─── INPUT

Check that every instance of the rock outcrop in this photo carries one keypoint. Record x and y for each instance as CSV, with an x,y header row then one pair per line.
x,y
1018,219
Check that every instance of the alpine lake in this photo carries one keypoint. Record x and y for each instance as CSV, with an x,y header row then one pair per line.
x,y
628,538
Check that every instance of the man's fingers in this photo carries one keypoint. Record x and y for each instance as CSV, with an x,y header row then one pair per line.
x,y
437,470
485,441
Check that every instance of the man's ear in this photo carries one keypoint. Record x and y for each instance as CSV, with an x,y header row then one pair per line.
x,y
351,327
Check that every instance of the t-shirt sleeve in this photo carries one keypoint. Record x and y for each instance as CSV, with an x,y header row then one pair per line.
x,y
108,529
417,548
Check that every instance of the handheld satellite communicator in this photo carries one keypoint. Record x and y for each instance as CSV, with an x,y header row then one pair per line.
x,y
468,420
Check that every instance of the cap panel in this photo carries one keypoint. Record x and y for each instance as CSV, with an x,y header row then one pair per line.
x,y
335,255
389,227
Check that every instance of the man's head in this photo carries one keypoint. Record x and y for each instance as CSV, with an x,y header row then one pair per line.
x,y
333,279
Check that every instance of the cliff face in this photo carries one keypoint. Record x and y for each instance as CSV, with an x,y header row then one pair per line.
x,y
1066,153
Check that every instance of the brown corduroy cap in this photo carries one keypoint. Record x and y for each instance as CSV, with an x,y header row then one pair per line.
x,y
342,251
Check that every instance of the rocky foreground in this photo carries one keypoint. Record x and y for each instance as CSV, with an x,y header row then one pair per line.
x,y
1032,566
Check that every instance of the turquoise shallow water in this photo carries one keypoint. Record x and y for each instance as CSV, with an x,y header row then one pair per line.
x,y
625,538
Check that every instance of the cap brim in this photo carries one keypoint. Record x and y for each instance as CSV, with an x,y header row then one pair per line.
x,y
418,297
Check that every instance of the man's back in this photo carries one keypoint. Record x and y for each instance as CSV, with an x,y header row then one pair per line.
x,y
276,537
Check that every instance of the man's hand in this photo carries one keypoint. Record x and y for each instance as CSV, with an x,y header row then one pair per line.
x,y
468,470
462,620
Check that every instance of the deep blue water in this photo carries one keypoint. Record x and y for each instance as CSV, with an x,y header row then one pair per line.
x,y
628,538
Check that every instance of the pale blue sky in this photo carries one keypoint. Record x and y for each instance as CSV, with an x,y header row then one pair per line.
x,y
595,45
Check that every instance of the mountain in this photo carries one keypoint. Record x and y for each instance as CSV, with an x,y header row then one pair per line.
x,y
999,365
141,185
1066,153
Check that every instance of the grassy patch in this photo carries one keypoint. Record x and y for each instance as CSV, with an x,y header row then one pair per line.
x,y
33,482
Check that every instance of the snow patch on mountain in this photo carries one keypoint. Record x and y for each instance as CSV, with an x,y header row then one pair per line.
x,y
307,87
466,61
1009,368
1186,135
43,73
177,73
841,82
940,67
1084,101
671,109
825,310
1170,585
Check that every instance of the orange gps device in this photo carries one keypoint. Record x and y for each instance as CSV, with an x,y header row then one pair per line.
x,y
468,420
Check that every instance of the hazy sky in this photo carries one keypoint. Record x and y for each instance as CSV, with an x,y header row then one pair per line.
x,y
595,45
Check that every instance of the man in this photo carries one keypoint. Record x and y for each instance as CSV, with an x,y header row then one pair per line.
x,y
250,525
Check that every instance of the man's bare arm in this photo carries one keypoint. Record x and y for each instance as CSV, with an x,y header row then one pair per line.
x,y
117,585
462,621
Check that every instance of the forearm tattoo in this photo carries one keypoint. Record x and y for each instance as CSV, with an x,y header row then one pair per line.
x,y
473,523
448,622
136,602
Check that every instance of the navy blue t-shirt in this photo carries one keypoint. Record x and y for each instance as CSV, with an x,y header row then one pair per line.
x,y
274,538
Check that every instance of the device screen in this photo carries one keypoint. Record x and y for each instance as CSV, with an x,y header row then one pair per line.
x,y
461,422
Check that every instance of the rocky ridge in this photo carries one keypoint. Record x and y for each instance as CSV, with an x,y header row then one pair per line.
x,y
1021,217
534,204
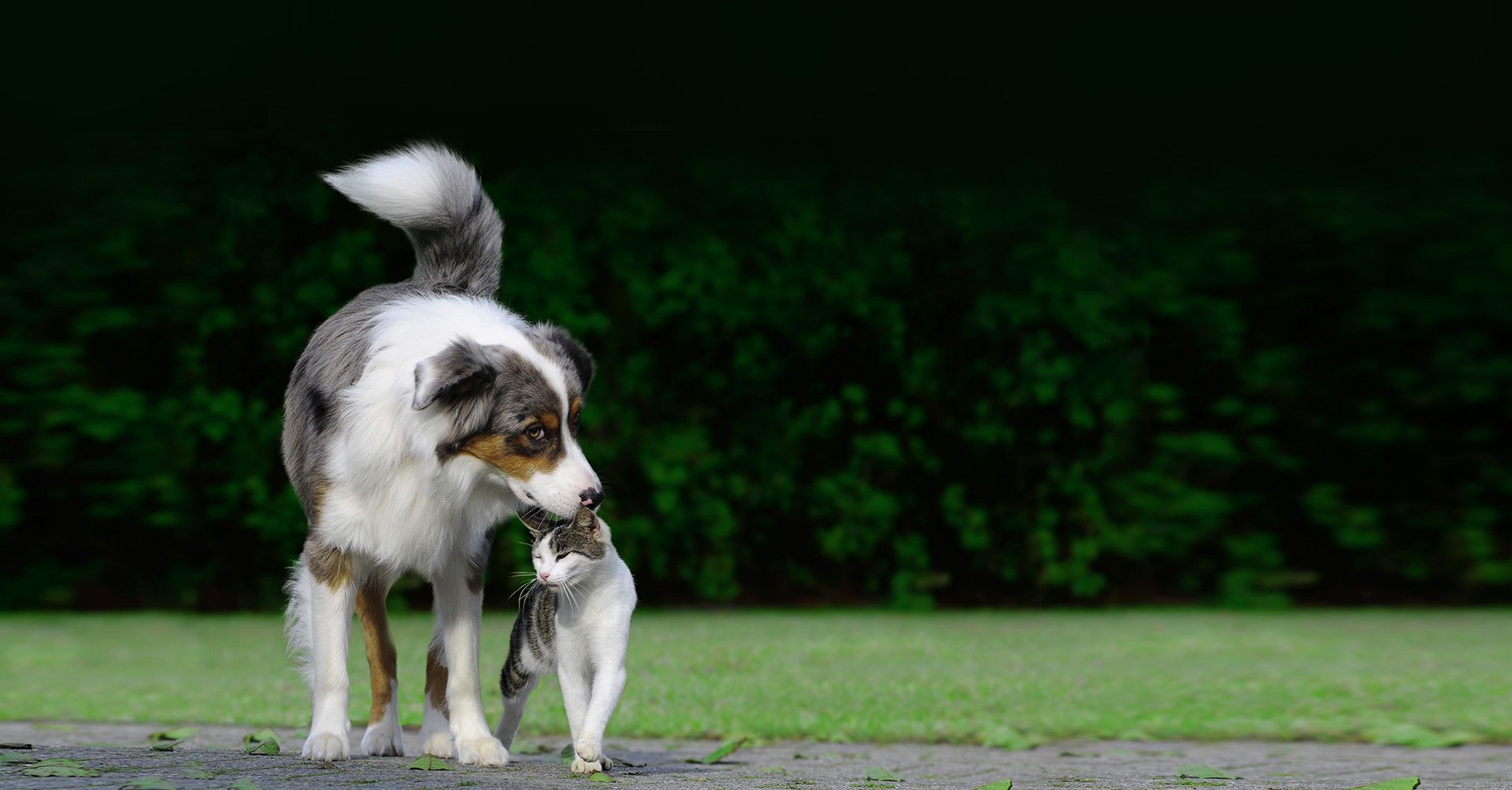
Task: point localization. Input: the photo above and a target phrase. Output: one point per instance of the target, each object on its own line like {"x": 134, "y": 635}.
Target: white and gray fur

──────

WORK TASK – Copy all the material word for word, minus its pictures.

EXERCISE RESPONSE –
Check that every instance of the rock outcrop in this photo carries one keypoint. Record x and y for each instance as CSV, with an x,y header row then one pair per line.
x,y
1018,219
Check that every instance of the alpine lake in this photo carries one keypoint. Record x and y for each instance as CSV, with an x,y header row then one pair per line.
x,y
628,538
Check that every instance of the man's fingers in this photo carries one keypoint. Record x and y for each instance as CSV, with an x,y header row then one pair per line.
x,y
437,470
485,441
Check that every instance of the man's ear in this photo carries one keypoint. Record x and y for each instance as CSV, with an x,y header row then one pair per line.
x,y
351,327
Check that every instance of the t-shirt sleeve in this photo carries one keypoint. Record x and y for each instance as CSV, with an x,y header row then one pair per line.
x,y
108,529
417,548
Check that every instance of the handheld satellite communicator in this photo carries one keypoint. Record x and y for each instance as CSV, with an x,y header row then one pair per line.
x,y
468,420
Check that every instance of the cap panel in this photo carries one keypoint. Record x and y for each instance as CSV, with an x,y header row then one pair per line.
x,y
335,255
389,227
Check that every instance of the man's head in this photo carries one keypoint. Record x and y for each instance as CSV, with an x,y header row then one pair per line.
x,y
333,279
Check that every instance of the cliff face in this photo carries one keypoint. Record x and y for each instance as CSV, with an x,y header row then one pair per line.
x,y
1066,153
Check that every instance of the brown corduroy cap in this photo carries one keypoint. Record x and y for each instance as CSV, with an x,y header row then one pair per line.
x,y
342,251
Check that every instance of the rocky foreground in this photo carries one keypoint. Record x and y for each instance as CSV, with an x,y header row then one pair per line.
x,y
1032,566
Check that every instance of the turquoise shallow water in this photo carries one keypoint. Record x and y for each instance as CSV, with an x,y header row then one pair per line.
x,y
625,538
Check that every instance of the cap brim in this photo carries one keypoint. Record x and y for each instance as CSV, with an x,y header row then one pair per line.
x,y
418,297
Check that every instance of the man's back in this photo carries one keypoint. Record x and y for each instance as CSV, with an x,y header row then one pair per line.
x,y
276,537
Check that every instance of the man's hand in this photo carries one keypoint. Record x and y for each instance as CSV, with an x,y header row then one pair per line.
x,y
468,470
462,620
Check that every instance of the deep blue water in this photo carries one keypoint. Record x and y for each instance as CSV, with an x,y header row then one pair per line.
x,y
628,538
Check that every instance of the pale blue sky in this photo carries one keypoint. Record x and y for each instance as CSV, with an x,y header row then one pair per line.
x,y
595,45
Check that every instance of the mountain in this photo carries one keypoint. Record x and y for each instance as CSV, with an x,y header row then one pair per line.
x,y
999,365
141,185
1066,153
Check that every instance of the grassy patch in this photo carries one keypoint. Record x and y for each instance as CSV, with an x,y header row then one pair per line.
x,y
33,482
Check that every instance of the snow patch on mountain in this photo carries one keypoint. Record x and y for each instance as CSV, with an x,y header row then one pair per line.
x,y
307,87
466,61
1009,368
1186,135
43,73
177,73
841,82
940,67
1084,101
671,109
825,310
1170,585
Check that every instance of the orange gps device in this photo carries one keypoint. Record x and y for each instance as CSV, with an x,y header row then one pair per line.
x,y
468,420
Check that every instance of the hazy sky in this photo carries one keypoint. Record x and y for each instance as CSV, with an x,y header row then one pair per line.
x,y
595,45
Check that every instance of the man in this photo carries one keypoint. Record x and y for each instance as CSV, with an x,y header row then one pair per line.
x,y
250,525
Check that every instance of the man's bare arm in this photo carries one keypoint. Record x and y for each instance as CSV, with an x,y header row then one pair per line.
x,y
117,585
462,621
Check that every instance of the forearm tattoo in this photo carries one keypoint. Record x and y for each instance as CSV, with an x,y header row then one pair per line.
x,y
473,523
448,622
136,602
Check that every instance of the navy blue t-shirt in this photo carries one keypoint. Record x and y for each instance as CSV, with an x,y header row then one pair per line.
x,y
274,538
Check that every instance of the device screen in this photo carries one keypoint. Record x and y for each instance as CSV, with an x,y header row then one pair per line.
x,y
461,422
Check that every instance of the rocky ridge in this photo carries one keypoint. Record x and y for each instance as CSV, with an x,y header row then one pair per line.
x,y
1021,217
534,204
Task: point localization. Input: the photo above and a target phrase. Output: one point per instance of the target, each object on its own line like {"x": 134, "y": 635}.
Target: white and gray fur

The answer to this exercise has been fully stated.